# Material provided
================
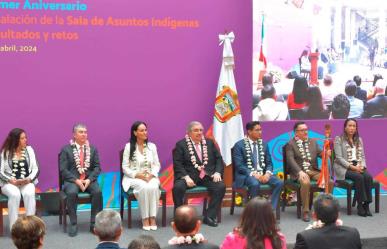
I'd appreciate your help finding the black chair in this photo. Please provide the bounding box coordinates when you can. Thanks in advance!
[171,148,222,223]
[229,148,280,219]
[58,154,92,232]
[119,150,166,228]
[335,179,380,215]
[281,143,323,218]
[0,188,42,236]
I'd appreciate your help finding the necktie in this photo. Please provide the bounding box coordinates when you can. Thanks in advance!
[195,143,202,161]
[79,146,85,180]
[253,142,258,170]
[195,143,205,179]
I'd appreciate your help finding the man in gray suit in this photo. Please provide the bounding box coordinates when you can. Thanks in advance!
[59,123,103,236]
[286,121,334,222]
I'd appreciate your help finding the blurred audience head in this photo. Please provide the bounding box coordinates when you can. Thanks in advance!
[292,76,309,104]
[353,75,362,87]
[262,73,273,87]
[306,86,324,112]
[172,205,200,236]
[344,80,357,97]
[323,75,333,86]
[374,79,387,95]
[128,235,160,249]
[373,74,383,86]
[94,210,122,242]
[11,215,46,249]
[261,85,276,100]
[238,197,283,249]
[300,49,308,57]
[332,94,350,119]
[313,193,340,225]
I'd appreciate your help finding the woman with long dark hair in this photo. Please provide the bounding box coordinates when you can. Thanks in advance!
[334,118,373,217]
[221,197,286,249]
[121,121,161,230]
[287,76,308,110]
[303,86,330,119]
[0,128,39,230]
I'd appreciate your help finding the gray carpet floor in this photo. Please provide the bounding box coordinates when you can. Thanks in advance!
[1,196,386,249]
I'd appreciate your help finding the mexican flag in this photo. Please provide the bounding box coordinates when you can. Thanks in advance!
[213,32,244,165]
[259,14,267,68]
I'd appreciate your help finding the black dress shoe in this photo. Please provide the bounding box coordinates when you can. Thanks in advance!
[203,217,218,227]
[68,224,78,237]
[363,203,373,217]
[357,204,367,217]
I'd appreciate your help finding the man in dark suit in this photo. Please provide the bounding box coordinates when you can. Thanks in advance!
[172,121,225,227]
[164,205,219,249]
[294,194,361,249]
[232,121,283,209]
[59,123,103,236]
[94,210,125,249]
[353,75,367,102]
[363,79,387,118]
[286,121,334,222]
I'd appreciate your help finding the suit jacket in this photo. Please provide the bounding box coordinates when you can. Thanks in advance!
[96,242,125,249]
[333,135,366,180]
[363,95,387,118]
[232,139,273,188]
[294,224,361,249]
[121,142,160,192]
[164,242,219,249]
[286,138,322,179]
[0,146,40,187]
[355,87,367,102]
[173,138,223,183]
[59,144,101,183]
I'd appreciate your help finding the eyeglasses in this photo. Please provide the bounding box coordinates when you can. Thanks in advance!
[296,129,308,132]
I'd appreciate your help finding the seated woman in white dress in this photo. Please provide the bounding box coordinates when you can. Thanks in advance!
[122,121,161,231]
[0,128,39,230]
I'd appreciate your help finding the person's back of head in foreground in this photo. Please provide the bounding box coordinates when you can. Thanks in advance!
[11,215,46,249]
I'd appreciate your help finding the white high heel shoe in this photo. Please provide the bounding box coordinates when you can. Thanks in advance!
[142,226,151,231]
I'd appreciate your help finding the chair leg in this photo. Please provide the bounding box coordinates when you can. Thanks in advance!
[162,193,166,227]
[59,200,63,225]
[309,190,314,210]
[281,188,286,212]
[0,207,4,236]
[374,182,380,213]
[230,190,236,215]
[347,187,352,215]
[127,199,132,229]
[120,193,124,219]
[36,200,42,217]
[296,189,301,219]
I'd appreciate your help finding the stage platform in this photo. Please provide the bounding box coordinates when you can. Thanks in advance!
[1,196,386,249]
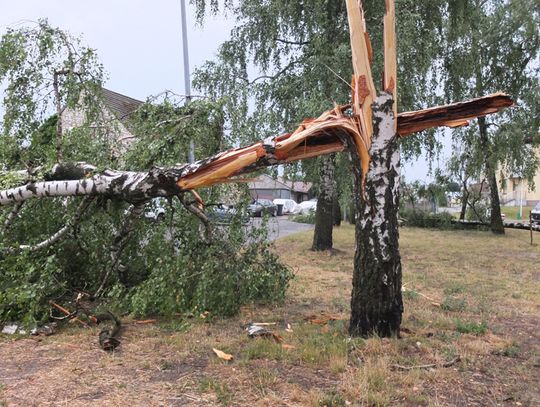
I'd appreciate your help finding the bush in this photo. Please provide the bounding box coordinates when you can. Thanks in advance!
[441,296,467,312]
[466,203,489,223]
[290,210,316,224]
[400,208,454,229]
[455,319,487,335]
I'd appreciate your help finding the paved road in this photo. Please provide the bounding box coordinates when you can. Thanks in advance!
[249,216,314,241]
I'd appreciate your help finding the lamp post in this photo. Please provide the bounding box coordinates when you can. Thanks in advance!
[180,0,195,163]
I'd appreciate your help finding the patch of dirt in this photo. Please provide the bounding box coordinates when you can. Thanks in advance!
[150,357,209,383]
[252,359,339,391]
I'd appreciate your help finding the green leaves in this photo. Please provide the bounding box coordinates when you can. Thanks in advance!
[0,19,105,168]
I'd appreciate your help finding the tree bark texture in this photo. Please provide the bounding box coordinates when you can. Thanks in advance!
[333,194,342,227]
[459,189,468,220]
[349,93,403,338]
[478,117,505,234]
[312,154,336,251]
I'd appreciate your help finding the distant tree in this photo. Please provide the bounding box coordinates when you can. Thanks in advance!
[0,19,105,166]
[442,0,540,233]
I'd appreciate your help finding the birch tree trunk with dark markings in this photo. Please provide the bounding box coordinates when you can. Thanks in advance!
[349,93,403,337]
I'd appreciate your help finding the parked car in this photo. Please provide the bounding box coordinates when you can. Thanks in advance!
[207,203,250,224]
[531,201,540,224]
[297,199,317,214]
[248,199,277,217]
[144,198,167,221]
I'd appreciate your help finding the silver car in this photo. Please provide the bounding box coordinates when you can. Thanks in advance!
[248,199,277,217]
[531,201,540,224]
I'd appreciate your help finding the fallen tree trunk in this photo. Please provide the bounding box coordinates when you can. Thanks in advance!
[0,93,513,207]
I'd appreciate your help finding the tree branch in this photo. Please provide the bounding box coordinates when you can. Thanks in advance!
[3,202,24,231]
[178,193,212,242]
[275,38,310,46]
[247,57,309,84]
[94,201,147,297]
[11,197,94,253]
[0,93,513,207]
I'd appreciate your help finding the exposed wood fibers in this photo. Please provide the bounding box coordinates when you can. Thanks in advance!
[177,92,512,192]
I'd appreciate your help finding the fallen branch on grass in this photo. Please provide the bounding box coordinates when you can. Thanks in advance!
[390,356,461,371]
[401,286,441,307]
[49,300,89,327]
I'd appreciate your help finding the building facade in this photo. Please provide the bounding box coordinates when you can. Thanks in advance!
[248,174,313,202]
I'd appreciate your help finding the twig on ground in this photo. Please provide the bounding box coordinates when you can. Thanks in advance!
[49,300,89,327]
[390,356,461,371]
[402,285,441,307]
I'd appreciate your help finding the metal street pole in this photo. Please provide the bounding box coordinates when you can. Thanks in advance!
[180,0,195,163]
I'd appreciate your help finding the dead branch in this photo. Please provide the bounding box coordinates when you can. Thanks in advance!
[390,356,461,371]
[0,94,512,208]
[96,311,121,351]
[49,300,89,327]
[397,93,513,136]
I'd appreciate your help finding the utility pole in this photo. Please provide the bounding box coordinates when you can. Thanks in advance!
[180,0,195,163]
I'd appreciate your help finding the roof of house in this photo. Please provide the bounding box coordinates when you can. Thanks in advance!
[248,174,313,193]
[248,174,290,190]
[101,88,144,123]
[278,177,313,194]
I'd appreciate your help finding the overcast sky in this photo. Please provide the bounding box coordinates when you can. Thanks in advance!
[0,0,446,181]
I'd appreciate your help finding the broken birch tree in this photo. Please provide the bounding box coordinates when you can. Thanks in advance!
[0,0,514,336]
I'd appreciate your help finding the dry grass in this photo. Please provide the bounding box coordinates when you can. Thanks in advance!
[1,225,539,406]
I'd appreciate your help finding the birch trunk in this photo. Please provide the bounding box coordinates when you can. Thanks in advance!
[312,154,336,251]
[0,168,183,206]
[349,93,403,337]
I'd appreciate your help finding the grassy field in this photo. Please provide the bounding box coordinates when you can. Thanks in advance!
[1,226,539,406]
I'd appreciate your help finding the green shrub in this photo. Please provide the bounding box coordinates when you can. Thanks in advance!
[400,208,454,229]
[502,343,520,358]
[290,210,316,224]
[455,319,487,335]
[1,195,293,324]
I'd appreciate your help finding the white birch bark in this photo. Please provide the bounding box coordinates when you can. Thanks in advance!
[349,92,403,337]
[0,168,181,206]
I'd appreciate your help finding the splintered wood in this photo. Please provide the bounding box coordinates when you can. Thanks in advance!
[383,0,397,130]
[397,92,514,136]
[151,0,511,194]
[346,0,377,189]
[176,92,513,192]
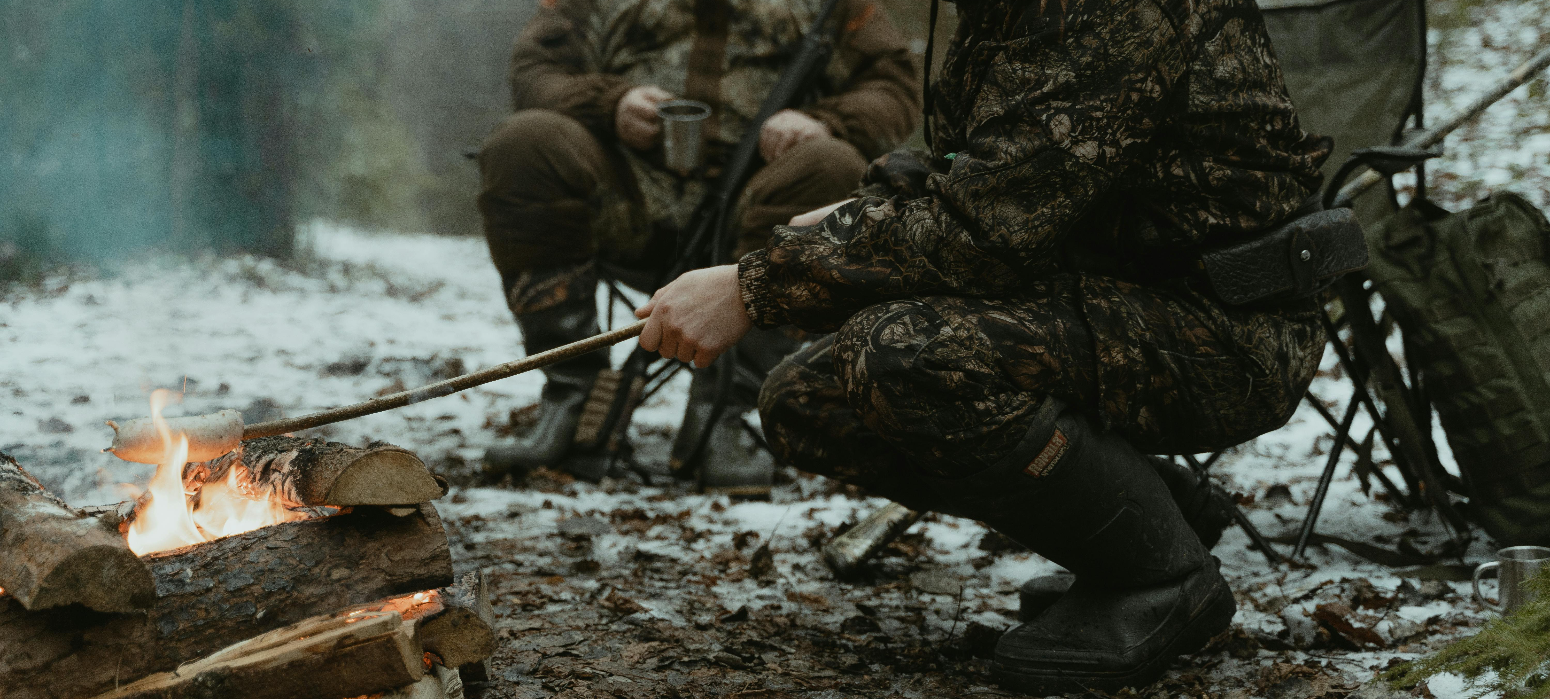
================
# What you should do
Beginning with the line that holds "I'd appreciate your help finding the overcast", write out exactly the lines down to the end of the material above, and no others. Pictures are not part of the copy.

# Reply to the exercise
I'd appreciate your help finding the overcast sky in this photo. Please provide the bounding box coordinates when you can. Thanks in advance!
[0,0,446,181]
I'd appreciate your help finding the broken birch tree in this photo. Please provide the bounding box coordinates when you can. Thanks in advance!
[0,0,514,336]
I'd appreciate your help finding the dry grass in this photo. Please provide the bounding box coordinates when you can. Thanks in advance!
[1,225,539,406]
I'd appreciate your help finding the birch trunk in this photo. Please provide the bounding box coordinates when you can. Thanks in advance!
[312,154,336,251]
[0,168,183,206]
[349,93,403,337]
I'd appreciate your help finding the grassy field in this photo. Please provide the bounding box coordinates when you can. Thanks in advance!
[1,226,539,406]
I'd appreciate your help finding the green shrub in this photo. Please provide the bounding box coordinates when you can. Thanks in advance!
[400,208,454,229]
[502,343,520,358]
[290,210,316,224]
[455,319,487,335]
[1,195,293,324]
I'd appreciate your help finding the white birch bark in this photo. Please provide the bounding box coordinates when you can. Thanks in advance!
[349,92,403,337]
[0,168,181,206]
I'd appreciate your help finding the splintered wood in this photo. Please provide the bounding box coordinates when you can. Thanks in advance!
[383,0,397,130]
[397,92,514,136]
[151,0,511,194]
[346,0,377,189]
[176,92,513,192]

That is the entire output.